**WHAT YOU NEED TO DO:** Within the records below, find the line containing "Objective — a point for each instance of the field". Reproduce it and each line after it exactly, and nothing else.

Records from a data source
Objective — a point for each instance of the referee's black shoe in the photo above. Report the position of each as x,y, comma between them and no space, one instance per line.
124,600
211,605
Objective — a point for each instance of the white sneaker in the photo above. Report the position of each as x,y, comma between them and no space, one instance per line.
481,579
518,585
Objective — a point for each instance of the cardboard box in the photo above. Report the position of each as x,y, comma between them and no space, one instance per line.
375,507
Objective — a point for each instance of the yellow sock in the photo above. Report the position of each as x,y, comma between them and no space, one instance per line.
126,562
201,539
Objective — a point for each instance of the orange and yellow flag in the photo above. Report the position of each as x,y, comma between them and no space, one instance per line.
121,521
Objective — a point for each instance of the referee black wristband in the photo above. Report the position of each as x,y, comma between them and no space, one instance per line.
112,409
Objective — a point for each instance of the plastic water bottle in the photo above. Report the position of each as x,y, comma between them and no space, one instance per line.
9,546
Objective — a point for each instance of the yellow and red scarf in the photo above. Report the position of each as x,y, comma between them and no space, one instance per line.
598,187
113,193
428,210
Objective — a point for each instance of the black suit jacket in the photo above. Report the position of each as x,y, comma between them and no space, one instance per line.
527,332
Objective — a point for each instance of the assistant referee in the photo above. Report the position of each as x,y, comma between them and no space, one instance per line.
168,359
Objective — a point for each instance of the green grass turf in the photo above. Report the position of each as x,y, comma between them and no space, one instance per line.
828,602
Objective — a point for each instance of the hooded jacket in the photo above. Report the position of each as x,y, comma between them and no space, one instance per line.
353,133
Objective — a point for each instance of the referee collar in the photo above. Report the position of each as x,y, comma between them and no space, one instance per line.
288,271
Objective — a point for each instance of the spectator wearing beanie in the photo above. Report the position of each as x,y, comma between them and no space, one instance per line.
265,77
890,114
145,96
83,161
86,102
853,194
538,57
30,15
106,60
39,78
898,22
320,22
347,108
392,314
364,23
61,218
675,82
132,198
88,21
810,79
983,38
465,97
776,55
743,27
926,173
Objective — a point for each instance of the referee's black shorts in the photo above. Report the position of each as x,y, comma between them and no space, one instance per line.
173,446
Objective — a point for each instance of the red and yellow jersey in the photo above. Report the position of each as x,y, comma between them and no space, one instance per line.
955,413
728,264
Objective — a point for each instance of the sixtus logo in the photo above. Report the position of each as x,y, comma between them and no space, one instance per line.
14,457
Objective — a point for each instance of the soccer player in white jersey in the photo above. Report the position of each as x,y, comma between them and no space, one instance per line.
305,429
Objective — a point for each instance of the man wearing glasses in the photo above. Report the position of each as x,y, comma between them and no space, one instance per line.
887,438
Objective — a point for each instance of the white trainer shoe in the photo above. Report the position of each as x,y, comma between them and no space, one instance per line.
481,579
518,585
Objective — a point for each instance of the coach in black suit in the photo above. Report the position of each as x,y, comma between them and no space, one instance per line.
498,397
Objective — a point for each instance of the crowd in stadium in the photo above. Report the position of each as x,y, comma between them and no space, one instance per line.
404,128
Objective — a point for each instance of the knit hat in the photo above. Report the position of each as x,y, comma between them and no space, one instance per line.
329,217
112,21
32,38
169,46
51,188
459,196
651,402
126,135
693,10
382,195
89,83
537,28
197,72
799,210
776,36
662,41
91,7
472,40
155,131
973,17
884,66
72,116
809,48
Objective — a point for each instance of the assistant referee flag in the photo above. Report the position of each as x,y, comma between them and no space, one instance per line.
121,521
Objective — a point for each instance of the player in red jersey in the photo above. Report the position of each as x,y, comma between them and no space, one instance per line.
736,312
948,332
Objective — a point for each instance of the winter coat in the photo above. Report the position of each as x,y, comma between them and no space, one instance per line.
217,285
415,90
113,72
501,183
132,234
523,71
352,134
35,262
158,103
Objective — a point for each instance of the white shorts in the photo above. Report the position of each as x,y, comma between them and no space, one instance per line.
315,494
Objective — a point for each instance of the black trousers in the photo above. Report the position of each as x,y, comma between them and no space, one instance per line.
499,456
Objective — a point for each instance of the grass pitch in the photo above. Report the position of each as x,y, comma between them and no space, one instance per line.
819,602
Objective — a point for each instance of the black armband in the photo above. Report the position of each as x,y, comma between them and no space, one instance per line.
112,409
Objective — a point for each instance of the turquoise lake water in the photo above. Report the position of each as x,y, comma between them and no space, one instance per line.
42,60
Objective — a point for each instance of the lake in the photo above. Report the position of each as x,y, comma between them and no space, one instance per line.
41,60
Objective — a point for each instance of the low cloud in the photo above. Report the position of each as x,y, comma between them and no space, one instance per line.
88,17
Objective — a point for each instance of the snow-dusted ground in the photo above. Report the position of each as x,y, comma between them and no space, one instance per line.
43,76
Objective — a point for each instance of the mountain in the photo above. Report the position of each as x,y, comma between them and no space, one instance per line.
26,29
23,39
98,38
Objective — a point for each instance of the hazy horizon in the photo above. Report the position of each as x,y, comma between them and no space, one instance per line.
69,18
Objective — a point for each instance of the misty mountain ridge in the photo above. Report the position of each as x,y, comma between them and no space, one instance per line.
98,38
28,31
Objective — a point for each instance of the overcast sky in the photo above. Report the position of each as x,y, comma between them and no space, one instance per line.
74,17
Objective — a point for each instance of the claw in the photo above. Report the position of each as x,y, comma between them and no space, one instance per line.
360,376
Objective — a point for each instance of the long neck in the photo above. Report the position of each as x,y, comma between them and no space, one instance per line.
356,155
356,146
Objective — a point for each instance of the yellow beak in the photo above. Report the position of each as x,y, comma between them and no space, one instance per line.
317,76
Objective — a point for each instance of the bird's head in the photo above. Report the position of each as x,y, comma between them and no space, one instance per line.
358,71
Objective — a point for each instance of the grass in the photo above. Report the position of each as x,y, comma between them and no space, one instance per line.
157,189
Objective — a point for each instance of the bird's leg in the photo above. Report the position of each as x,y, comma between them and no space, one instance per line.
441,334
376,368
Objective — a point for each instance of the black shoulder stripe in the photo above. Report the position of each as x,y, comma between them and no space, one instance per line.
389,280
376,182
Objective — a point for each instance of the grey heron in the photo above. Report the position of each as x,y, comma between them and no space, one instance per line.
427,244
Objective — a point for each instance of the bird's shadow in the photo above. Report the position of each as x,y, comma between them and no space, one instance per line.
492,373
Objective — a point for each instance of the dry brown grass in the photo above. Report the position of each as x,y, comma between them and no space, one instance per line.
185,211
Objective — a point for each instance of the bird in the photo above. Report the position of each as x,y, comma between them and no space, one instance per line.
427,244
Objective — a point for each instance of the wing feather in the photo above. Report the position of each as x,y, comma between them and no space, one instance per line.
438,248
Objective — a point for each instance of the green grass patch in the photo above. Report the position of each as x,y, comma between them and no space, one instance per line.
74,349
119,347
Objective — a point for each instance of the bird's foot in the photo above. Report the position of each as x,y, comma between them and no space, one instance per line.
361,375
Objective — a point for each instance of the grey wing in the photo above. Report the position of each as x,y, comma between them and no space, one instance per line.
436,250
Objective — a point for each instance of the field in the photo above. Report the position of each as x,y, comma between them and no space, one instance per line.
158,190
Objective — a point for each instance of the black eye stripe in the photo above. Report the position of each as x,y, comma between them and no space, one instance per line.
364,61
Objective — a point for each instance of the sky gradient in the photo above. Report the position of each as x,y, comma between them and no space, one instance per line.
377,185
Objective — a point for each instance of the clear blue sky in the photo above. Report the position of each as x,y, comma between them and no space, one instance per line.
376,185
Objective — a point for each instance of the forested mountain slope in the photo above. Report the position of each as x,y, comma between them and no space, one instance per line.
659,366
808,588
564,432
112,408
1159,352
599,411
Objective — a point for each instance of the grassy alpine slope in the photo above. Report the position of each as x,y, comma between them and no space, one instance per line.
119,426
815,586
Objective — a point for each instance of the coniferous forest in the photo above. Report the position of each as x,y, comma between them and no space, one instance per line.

**FINISHED TASK:**
Objective — a point for each instance of the field in the photo above. Report the position of each as x,y, comma between them and no space, one instance per line.
158,190
Objective — a point for each instance of the black eye stripe in the photo above. Report the position of each as x,y, comma between them and no space, one instance per line.
364,61
Objective — a point for each instance of the sky gradient in the photo above. Report the position of each as x,y, comma between them and no space, one instance per line.
377,185
Objective — a point for each instance of the clear blue sky in the photo above. Report the position of each as x,y, comma between them and no space, one instance per line.
376,185
Objective — a point for each instance of the forested mountain slope in the photo above. Report the position of each as x,y, comma between them and no space, one instance per line.
659,366
808,588
564,432
112,408
1159,352
599,411
Objective — a point for each instance of the grassy alpine slope in the photo above. Report the position of each as x,y, comma between them and no space, one instance per line.
119,426
815,586
Objective — a point for each instance of the coniferous forest in the photo above. Report the position of each as x,y, comma between them and no space, one instance per line.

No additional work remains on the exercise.